QUOTED TEXT:
******************************

Ahmed Hussen, left, became the first Somali-born person elected to Canada’s Parliament Credit Melissa Renwick/Toronto Star, via Getty Images
“The Conservative government tried to use wedge politics, but in the end, it backfired,” said Andrew Griffith, a former director general of the government office that oversees citizenship matters and the author of a book about multiculturalism in Canada. “It should give any political party in Canada food for thought, food for reflection.”
The move was uncharacteristic even for the Conservatives, who assiduously courted immigrant communities even before they first won power in 2006, particularly in two areas that often decide the balance of power in Parliament: the suburbs of Toronto and Vancouver, British Columbia. The Liberals and the New Democratic Party also seek support there, but the Conservatives often found that their more traditional approach to many social issues found an eager audience.
Canadian law makes it relatively easy to move from landed immigrant to citizen, and Mr. Griffith said that many newcomers became politically active once they could vote. Because Canada’s immigration rules favor well-educated and affluent migrants, ethic communities are also an important source of donations to political parties, not least because the country’s campaign finance laws ban contributions from corporations or unions and set a relatively low ceiling for individuals.
“It’s empowering in that there are groups that can no longer be ignored,” said Arif Virani, 43, a newly elected Liberal lawmaker from Toronto who came to Canada with his parents as an Ismaili Muslim refugee from Uganda in 1972. He noted that in some constituencies, all three major parties ran minority candidates.
At times over the past decade, Jason Kenney, a Conservative cabinet minister, seemed to be appearing at just about every ethnic celebration in the country — a butter-chicken circuit that appeared to take a toll on his waistline. But Mr. Kenney’s courtship of ethnic minorities, Mr. Griffith said, was undone when the Conservative government decided to make it harder for recent immigrants to bring in relatives, when it was slow to accept Syrian refugees and when it tried to ban the niqab, or face covering, during citizenship ceremonies. Mr. Harper’s use of the phrase “old-stock Canadians” on the campaign trail made matters worse.
Mr. Griffith reckons that there are 33 electoral districts where a majority of voters belong to what are known in Canada as visible minority groups — people who are not of white European extraction. All 33 districts are in the suburbs of Toronto or Vancouver, and many were held by Conservatives until last month, when Liberals won in all but three of them.
Canada first introduced a policy of official multiculturalism, recognizing the differences in Canadians’ heritage, in 1971 under Pierre Elliott Trudeau, a Liberal prime minister and the father of Justin Trudeau. Initially, the policy provided funds for programs like language classes, but it has since evolved into a broad legal protection of religious and ethnic differences.
Though it was contentious at first, the policy is now frequently cited by Canadians as a defining characteristic of their country — though both Mr. Griffith and Mr. Virani say it has limits.
Canadians tend to think that, where the United States assimilates immigrants’ cultures in a melting pot, Canada allows all cultures to flourish. But Mr. Virani said that the contrast was “a little bit more gray than that.”
Voters appeared to reject Mr. Harper’s plan to ban face coverings during citizenship ceremonies, but Mr. Griffith said there was still widespread unease about the practice of wearing them, which many Canadians believe limits the participation of Muslim women in society.

******************************

RAW DATA:
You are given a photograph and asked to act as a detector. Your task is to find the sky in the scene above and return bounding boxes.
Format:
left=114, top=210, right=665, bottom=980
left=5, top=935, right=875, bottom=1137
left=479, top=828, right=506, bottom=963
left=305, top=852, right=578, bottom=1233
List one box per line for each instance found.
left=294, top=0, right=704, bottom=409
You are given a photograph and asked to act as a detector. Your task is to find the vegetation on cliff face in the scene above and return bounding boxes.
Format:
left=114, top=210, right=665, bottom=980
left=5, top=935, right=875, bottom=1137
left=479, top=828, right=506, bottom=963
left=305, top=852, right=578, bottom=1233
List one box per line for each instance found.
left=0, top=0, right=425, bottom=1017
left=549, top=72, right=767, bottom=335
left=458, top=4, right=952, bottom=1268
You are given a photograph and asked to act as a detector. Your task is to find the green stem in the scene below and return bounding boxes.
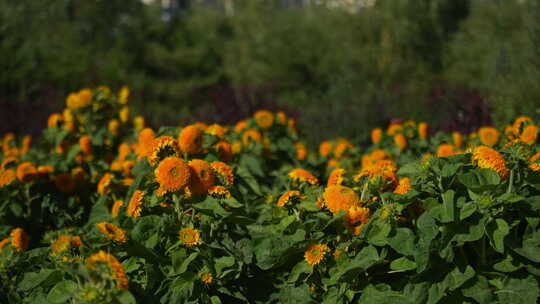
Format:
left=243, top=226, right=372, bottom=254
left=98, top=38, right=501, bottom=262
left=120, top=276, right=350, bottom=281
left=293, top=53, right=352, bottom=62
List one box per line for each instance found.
left=506, top=170, right=514, bottom=193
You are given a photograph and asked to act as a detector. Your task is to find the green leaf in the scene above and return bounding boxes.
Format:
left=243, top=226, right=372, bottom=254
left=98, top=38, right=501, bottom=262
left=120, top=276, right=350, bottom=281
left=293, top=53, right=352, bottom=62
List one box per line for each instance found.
left=47, top=280, right=77, bottom=304
left=514, top=231, right=540, bottom=263
left=390, top=257, right=416, bottom=271
left=441, top=190, right=456, bottom=223
left=215, top=256, right=234, bottom=278
left=329, top=246, right=380, bottom=284
left=18, top=269, right=62, bottom=291
left=173, top=252, right=199, bottom=275
left=486, top=219, right=510, bottom=253
left=495, top=276, right=540, bottom=304
left=288, top=260, right=313, bottom=283
left=461, top=276, right=493, bottom=304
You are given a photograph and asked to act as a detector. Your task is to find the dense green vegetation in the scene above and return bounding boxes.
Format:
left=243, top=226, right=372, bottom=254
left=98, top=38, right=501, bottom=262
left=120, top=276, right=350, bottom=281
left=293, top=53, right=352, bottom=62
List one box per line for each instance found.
left=0, top=0, right=540, bottom=142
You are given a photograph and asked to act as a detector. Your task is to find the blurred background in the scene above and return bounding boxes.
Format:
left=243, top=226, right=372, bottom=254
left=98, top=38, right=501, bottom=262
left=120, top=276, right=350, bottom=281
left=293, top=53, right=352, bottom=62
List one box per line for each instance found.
left=0, top=0, right=540, bottom=143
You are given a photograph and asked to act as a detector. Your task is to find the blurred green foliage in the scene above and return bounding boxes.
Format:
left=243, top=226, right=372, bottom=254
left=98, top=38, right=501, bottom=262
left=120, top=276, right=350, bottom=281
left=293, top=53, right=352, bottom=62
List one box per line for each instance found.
left=0, top=0, right=540, bottom=141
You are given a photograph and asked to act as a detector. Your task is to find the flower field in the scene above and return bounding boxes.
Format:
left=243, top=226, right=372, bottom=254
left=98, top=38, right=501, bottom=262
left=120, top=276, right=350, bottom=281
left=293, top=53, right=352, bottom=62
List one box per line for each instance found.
left=0, top=87, right=540, bottom=304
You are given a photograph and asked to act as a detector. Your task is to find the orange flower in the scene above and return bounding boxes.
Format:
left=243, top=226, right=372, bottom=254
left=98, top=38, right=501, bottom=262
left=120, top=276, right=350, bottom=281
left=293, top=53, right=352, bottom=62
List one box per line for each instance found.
left=319, top=140, right=332, bottom=156
left=418, top=122, right=429, bottom=139
left=394, top=177, right=411, bottom=194
left=79, top=135, right=92, bottom=154
left=294, top=142, right=307, bottom=160
left=148, top=136, right=180, bottom=166
left=178, top=125, right=203, bottom=154
left=276, top=111, right=287, bottom=125
left=204, top=124, right=227, bottom=137
left=211, top=162, right=234, bottom=186
left=472, top=146, right=510, bottom=179
left=253, top=110, right=274, bottom=129
left=17, top=162, right=37, bottom=183
left=133, top=115, right=145, bottom=131
left=86, top=250, right=129, bottom=290
left=199, top=272, right=214, bottom=284
left=54, top=173, right=77, bottom=193
left=519, top=125, right=538, bottom=145
left=354, top=160, right=398, bottom=188
left=452, top=132, right=463, bottom=148
left=289, top=168, right=319, bottom=185
left=127, top=190, right=146, bottom=217
left=189, top=159, right=215, bottom=194
left=242, top=129, right=262, bottom=146
left=180, top=228, right=201, bottom=246
left=47, top=113, right=63, bottom=128
left=304, top=244, right=330, bottom=266
left=9, top=228, right=28, bottom=252
left=326, top=168, right=345, bottom=186
left=96, top=222, right=128, bottom=243
left=154, top=156, right=191, bottom=196
left=478, top=127, right=499, bottom=147
left=111, top=200, right=124, bottom=218
left=371, top=128, right=382, bottom=145
left=0, top=169, right=17, bottom=187
left=394, top=133, right=407, bottom=151
left=323, top=185, right=360, bottom=213
left=437, top=144, right=459, bottom=157
left=234, top=120, right=248, bottom=133
left=97, top=172, right=114, bottom=195
left=277, top=190, right=300, bottom=207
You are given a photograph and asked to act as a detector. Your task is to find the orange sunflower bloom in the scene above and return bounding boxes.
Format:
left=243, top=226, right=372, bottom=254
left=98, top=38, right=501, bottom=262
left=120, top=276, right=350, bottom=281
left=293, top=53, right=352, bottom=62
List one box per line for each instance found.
left=452, top=132, right=463, bottom=148
left=148, top=136, right=180, bottom=166
left=253, top=110, right=274, bottom=129
left=96, top=222, right=128, bottom=243
left=519, top=125, right=538, bottom=145
left=211, top=162, right=234, bottom=186
left=394, top=133, right=407, bottom=151
left=345, top=205, right=371, bottom=235
left=319, top=140, right=332, bottom=156
left=86, top=251, right=129, bottom=290
left=472, top=146, right=510, bottom=179
left=111, top=200, right=124, bottom=218
left=288, top=168, right=319, bottom=186
left=418, top=122, right=429, bottom=139
left=180, top=228, right=201, bottom=246
left=178, top=125, right=203, bottom=155
left=304, top=244, right=330, bottom=266
left=277, top=190, right=300, bottom=207
left=189, top=159, right=215, bottom=194
left=394, top=177, right=411, bottom=194
left=97, top=172, right=114, bottom=195
left=478, top=127, right=499, bottom=147
left=127, top=190, right=146, bottom=217
left=17, top=162, right=37, bottom=183
left=9, top=228, right=28, bottom=252
left=242, top=129, right=262, bottom=146
left=371, top=128, right=382, bottom=145
left=154, top=156, right=191, bottom=196
left=323, top=185, right=360, bottom=213
left=294, top=142, right=307, bottom=160
left=0, top=169, right=17, bottom=187
left=79, top=135, right=92, bottom=154
left=326, top=168, right=345, bottom=186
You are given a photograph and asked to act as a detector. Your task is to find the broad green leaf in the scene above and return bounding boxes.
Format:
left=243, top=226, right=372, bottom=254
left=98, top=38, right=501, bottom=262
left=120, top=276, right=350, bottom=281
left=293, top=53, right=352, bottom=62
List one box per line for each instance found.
left=495, top=276, right=540, bottom=304
left=390, top=257, right=416, bottom=271
left=47, top=280, right=77, bottom=304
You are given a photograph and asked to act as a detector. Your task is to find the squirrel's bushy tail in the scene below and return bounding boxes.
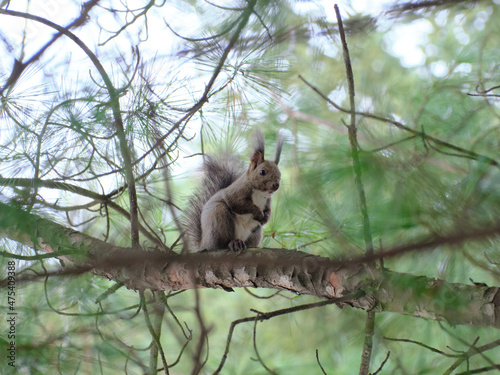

******************************

WHAT YOU HAVE TO DO:
According to the passage about immigrant voters and multiculturalism in Canada, in what year did Canada first introduce its policy of official multiculturalism? Draw only on the passage about immigrant voters and multiculturalism in Canada, not on the rows.

THE SOLUTION:
1971, under Prime Minister Pierre Elliott Trudeau.